> [TASK DESCRIPTION]:
Pick out every line in the entries below that contains the word "mark", and copy each one. Treat uppercase and lowercase letters as different.

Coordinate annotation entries
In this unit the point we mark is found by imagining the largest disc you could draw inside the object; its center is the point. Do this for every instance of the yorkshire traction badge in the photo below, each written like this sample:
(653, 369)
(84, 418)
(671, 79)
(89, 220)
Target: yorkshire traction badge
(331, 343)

...

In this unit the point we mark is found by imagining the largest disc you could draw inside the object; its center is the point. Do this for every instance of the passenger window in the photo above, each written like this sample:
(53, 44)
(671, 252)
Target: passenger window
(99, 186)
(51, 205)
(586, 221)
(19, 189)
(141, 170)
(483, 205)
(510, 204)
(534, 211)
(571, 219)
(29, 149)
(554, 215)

> [CORRECT RESPONSE]:
In this unit the point we mark is found by imagining the largest disc you could draw inside the object; its center is the point. Do this for every instance of the yorkshire traction badge in the photo below, each written like this sample:
In this unit the point we mark is found by imagining the largest disc you could draw inside the object; its center is the point. Do this for every instance of the passenger window in the photo above, each written like this sample:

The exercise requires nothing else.